Setze den Text über die Sterbebegleitung im Anschluss an seinen letzten Satz fort.

### Textabschnitt:
----------
Es ist sehr mutig von euch, euren Bruder zu Hause versorgen zu wollen. Meine Freundin hat mit ihren 3 Schwestern im vergangenen Jahr ihre Mutter (Hirntumor) begleitet. Sie ist zu Hause in ihrem Bett friedlich eingeschlafen, und es hat natürlich sehr, sehr viel Kraft gekostet, rund um die Uhr jemanden bei ihr zu haben - trotz Arbeit und eigener Familie. Frag mich nicht, wie es im Eheleben meiner Freundin zeitweise ausgesehen hat.
Eine ihrer Schwestern hat mit deren Freundin einen gemeinsamen Freund begleitet (multipler Krebs, der junge Mann war erst Anfang 30). Gerade diese letzte Sterbebegleitung war für alle Beteiligten sehr anstrengend, weil der Mann gekämpft hat wie ein Löwe und sich gerade zum Schluss nicht hat im Bett halten lassen. Viele jüngere Krebspatienten werden noch einmal unruhig, wenn sie merken, dass jedes Nachgeben der eigenen Müdigkeit auch heissen kann, nie wieder aufzuwachen...
Mein Schwiegervater ist in der Nachsorgekur in Bad Lippspringe verstorben. Die Reise dorthin hat er in merklich trüber Stimmung angetreten, obwohl sein Gesundheitszustand sehr gut war - äußerlich. Nach einer Woche dortigen Aufenthalts hatte er jedoch so deutlich abgebaut, dass ihn die Ärzte der Kurklinik in eine Klinik mit Palliativ-Station überwiesen haben. Dort ging es zu wie in einem Hospiz. Wir bekamen Decken, Sessel und Fürsorge angeboten (ja, auch für die Angehörigen!), es wurde uns Essen und Trinken angeboten, wir hätten auch im Zimmer übernachten können, wenn wir gewollt hätten. Montags kam er dort hin, Mittwochs erreichte uns zu Hause der Ruf, doch bald anzureisen, und am Donnerstag Abend ist er verstorben.
----------
(Quelldaten)
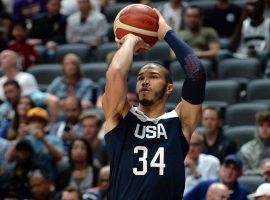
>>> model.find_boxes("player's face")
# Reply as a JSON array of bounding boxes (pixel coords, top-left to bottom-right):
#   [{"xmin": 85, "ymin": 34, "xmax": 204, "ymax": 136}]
[
  {"xmin": 220, "ymin": 162, "xmax": 241, "ymax": 184},
  {"xmin": 185, "ymin": 8, "xmax": 202, "ymax": 30},
  {"xmin": 258, "ymin": 122, "xmax": 270, "ymax": 140},
  {"xmin": 136, "ymin": 66, "xmax": 167, "ymax": 106},
  {"xmin": 202, "ymin": 109, "xmax": 220, "ymax": 134}
]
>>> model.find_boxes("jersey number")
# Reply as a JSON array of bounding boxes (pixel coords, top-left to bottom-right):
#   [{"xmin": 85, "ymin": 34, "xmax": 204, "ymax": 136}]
[{"xmin": 133, "ymin": 146, "xmax": 166, "ymax": 176}]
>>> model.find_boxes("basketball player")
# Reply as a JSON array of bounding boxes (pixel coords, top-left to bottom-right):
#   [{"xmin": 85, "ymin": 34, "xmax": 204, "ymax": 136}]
[{"xmin": 102, "ymin": 10, "xmax": 205, "ymax": 200}]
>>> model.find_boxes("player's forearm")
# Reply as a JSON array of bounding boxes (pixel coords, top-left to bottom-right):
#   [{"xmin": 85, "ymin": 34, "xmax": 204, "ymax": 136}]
[{"xmin": 164, "ymin": 30, "xmax": 206, "ymax": 105}]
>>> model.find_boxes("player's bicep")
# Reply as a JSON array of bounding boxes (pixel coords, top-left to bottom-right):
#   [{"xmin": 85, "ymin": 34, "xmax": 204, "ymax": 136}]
[{"xmin": 176, "ymin": 99, "xmax": 202, "ymax": 142}]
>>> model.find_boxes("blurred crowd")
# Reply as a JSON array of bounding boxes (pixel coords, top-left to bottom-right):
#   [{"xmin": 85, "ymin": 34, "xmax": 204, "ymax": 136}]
[{"xmin": 0, "ymin": 0, "xmax": 270, "ymax": 200}]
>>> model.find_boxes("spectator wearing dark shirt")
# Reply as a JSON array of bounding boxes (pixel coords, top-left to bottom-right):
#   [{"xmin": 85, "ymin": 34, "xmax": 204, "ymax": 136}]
[
  {"xmin": 204, "ymin": 0, "xmax": 242, "ymax": 38},
  {"xmin": 8, "ymin": 23, "xmax": 39, "ymax": 71},
  {"xmin": 184, "ymin": 154, "xmax": 251, "ymax": 200},
  {"xmin": 29, "ymin": 0, "xmax": 66, "ymax": 49},
  {"xmin": 202, "ymin": 106, "xmax": 237, "ymax": 162}
]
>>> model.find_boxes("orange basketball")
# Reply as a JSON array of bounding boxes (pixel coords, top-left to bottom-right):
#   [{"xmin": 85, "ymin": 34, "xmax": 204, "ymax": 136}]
[{"xmin": 114, "ymin": 4, "xmax": 158, "ymax": 46}]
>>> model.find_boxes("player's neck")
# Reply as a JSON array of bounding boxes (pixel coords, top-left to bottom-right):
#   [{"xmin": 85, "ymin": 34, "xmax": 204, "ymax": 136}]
[{"xmin": 138, "ymin": 104, "xmax": 165, "ymax": 118}]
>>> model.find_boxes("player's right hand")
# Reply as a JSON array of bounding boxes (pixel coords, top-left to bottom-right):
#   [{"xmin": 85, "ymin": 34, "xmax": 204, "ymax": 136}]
[{"xmin": 154, "ymin": 8, "xmax": 172, "ymax": 40}]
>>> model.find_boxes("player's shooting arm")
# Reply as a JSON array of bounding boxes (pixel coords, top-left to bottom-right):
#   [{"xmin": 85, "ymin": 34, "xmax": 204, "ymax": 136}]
[{"xmin": 164, "ymin": 30, "xmax": 206, "ymax": 141}]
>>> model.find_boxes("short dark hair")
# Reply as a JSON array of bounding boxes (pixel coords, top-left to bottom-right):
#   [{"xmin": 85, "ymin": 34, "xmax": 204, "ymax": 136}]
[
  {"xmin": 3, "ymin": 80, "xmax": 21, "ymax": 90},
  {"xmin": 256, "ymin": 111, "xmax": 270, "ymax": 125}
]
----------
### Ergebnis:
Es hängt viel von eurer persönlichen Kraft, von der Einstellung des Patienten und von der hausärtzlichen Versorgung ab, ob ihr die Pflege zu Hause bis zum Ende gewährleisten könnt und wollt. Es ist nicht schlimm, sich irgendwann die körperliche und seelische Erschöpfung einzugestehen, die eine solche Aufgabe mit sich bringt. Vielleicht solltet ihr euch rechtzeitig mit dem Hausarzt beraten, welche Medikamente ihr selbst geben dürft und welche nicht. Die schon erwähnte Freundin hat eine ausgebildete Krankenschwester zur Schwester, die vom Arzt tatsächlich auch sehr hochwirksame Mittel zum Spritzen dagelassen bekommen hat. Das ist nicht selbstverständlich, und die meisten Angehörigen stehen dann vor dem schweren Schritt, doch ein Krankenhaus kontaktieren zu müssen, damit die schmerzfreie Versorgung des Sterbenden geleistet werden kann.
Vielleicht gibt es in eurer Nähe ein Hospiz oder eine Klinik mit Palliativ-Station. Wenn ihr rechtzeitig auch auf diese letzten Schritte vorbereitet seid, dann fällt es euch nachher nicht so schwer, an alles zu denken, was euch den Abschied leichter macht. Und dass es leichter ist, die Trauer schon bei der Sterbebegleitung zu beginnen, das weiß ich, seit ich mit der Familie bei meinem Schwiegervater am Bett gesessen und bis zu seinem letzten Atemzug ausgeharrt habe. Wenn ich jemals wieder Abschied nehmen muss, dann auf diese Weise und nicht anders. Es tut sonst zu lange zu weh.